Há anos que os propagandistas da Al Qaeda, conscientes que os esforços norte-americanos de combate ao terrorismo se intensificaram e tornaram um plano ao estilo de 11 de setembro muito ambicioso, pedem aos seus devotos nos EUA para executarem ataques solitários em menor escala e, para tanto, fornecem instruções online.

“Fortemente recomendo a todos os irmãos e irmãs do Ocidente a pensarem em atacar os EUA em seu próprio quintal”, escreveu Samir Khan, americano que entrou para o braço iemenita da Al Qaeda e emergiu como defensor fervoroso do terrorismo feito em casa, ao estilo “faça você mesmo”, antes de ser morto em um ataque americano por uma sonda não tripulada em setembro de 2011.

“O efeito é muito maior e sempre embaraça o inimigo. Além disso, esse tipo de ataque individual é quase impossível para eles impedirem”, escreveu Khan na internet.

O atentado à Maratona de Boston –que as autoridades acreditam ter sido executado de acordo com as instruções postadas por Khan online-- oferece um exemplo desconcertante de quão devastador pode ser esse tipo de ataque, mesmo que o número de mortos seja baixo. O atentado mostra como os terroristas podem montar bombas poderosas sem chamarem a atenção e oferece uma oportunidade para estudar a mistura complexa de personalidade e ideologia que opera em atos de violência extremista. E levanta uma pergunta importante: há alguma forma de detectar os conspiradores antes de eles agirem?
==*==
Pedido A >> No trecho sobre a Al Qaeda, o que o atentado à Maratona de Boston oferece, mostra ou levanta? Liste cada item.
Pedido B >> Prolongue o trecho sobre a Al Qaeda e o atentado em Boston, começando logo após a última frase apresentada.
Os dados a seguir não têm relação com o trecho.

Dados apresentados >>
==*==
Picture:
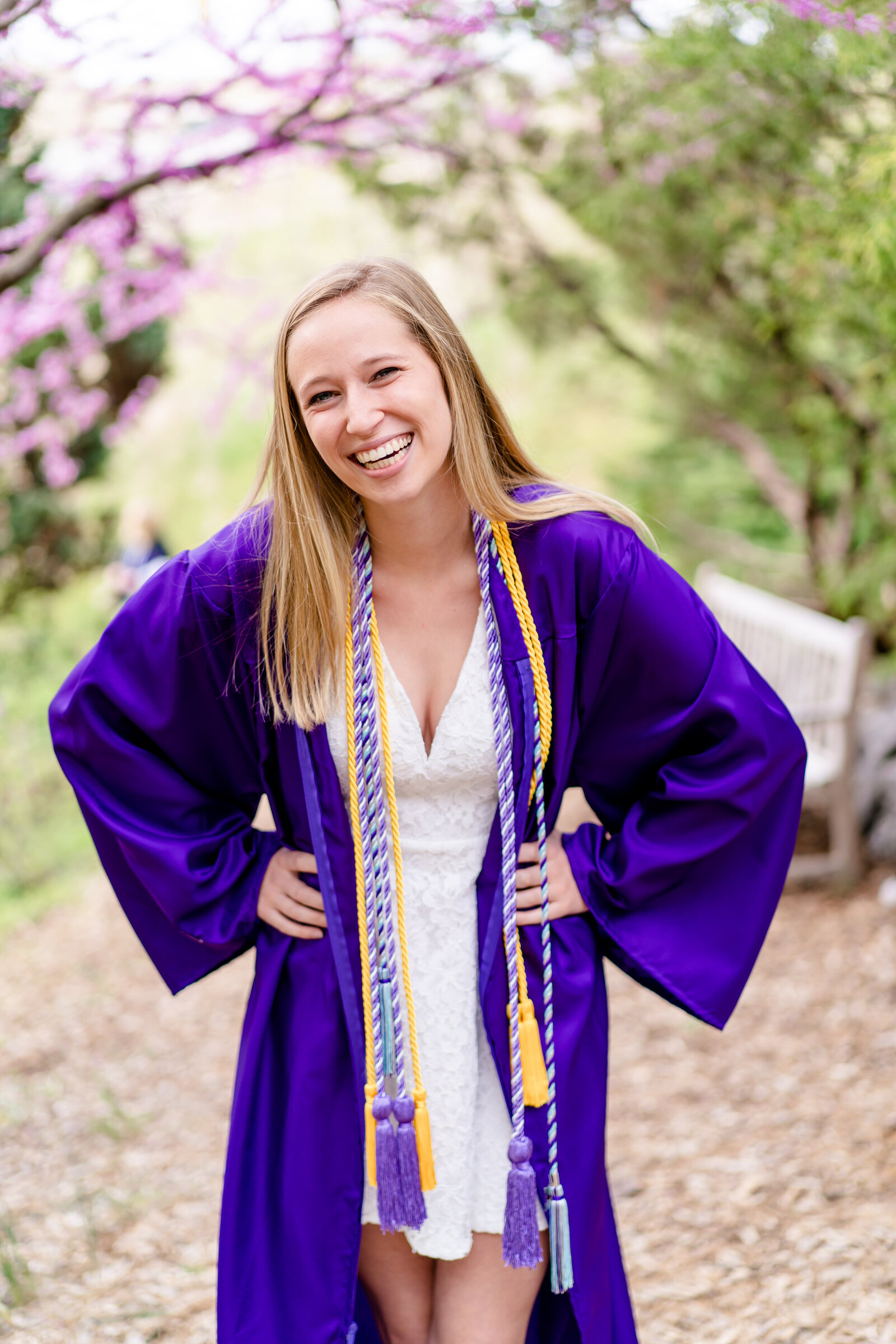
==*==
Resultado final A >>
- Um exemplo desconcertante de quão devastador pode ser esse tipo de ataque, mesmo que o número de mortos seja baixo
- Como os terroristas podem montar bombas poderosas sem chamarem a atenção
- Uma oportunidade para estudar a mistura complexa de personalidade e ideologia que opera em atos de violência extremista
- Uma pergunta importante: há alguma forma de detectar os conspiradores antes de eles agirem?

Resultado final B >>
O ataque à maratona matou três pessoas, enquanto os de 2001 mataram 3.000, mas obteve um impacto espetacular na mídia, algo que os terroristas ambicionam, frustrando uma instituição americana com a transmissão de ferimentos repulsivos e de multidões em pânico. As autoridades estão com medo que isso inspire outros.

O caso de Boston continua sendo investigado, e alguns fatos o separam de outros atentados domésticos. Os agentes do FBI ainda estão estudando se Tamerlan Tsarnaev, 26, que teria executado o ataque com seu irmão mais novo, Dzhokhar, 19, recebeu treinamento em sua visita de seis meses no ano passado ao turbulento Daguestão, no sul da Rússia. Agências de inteligência estão avaliando se as duas advertências recebidas da Rússia sobre o irmão mais velho em 2011 foram adequadamente encaminhadas.

Em uma entrevista coletiva na terça-feira, o presidente Barack Obama sugeriu que os irmãos haviam agido sozinhos, dizendo que “um dos perigos que hoje enfrentamos são indivíduos que se tornam radicais já estando aqui nos Estados Unidos”. Obama disse que planos desse tipo “são, de algumas formas, mais difíceis de impedir”.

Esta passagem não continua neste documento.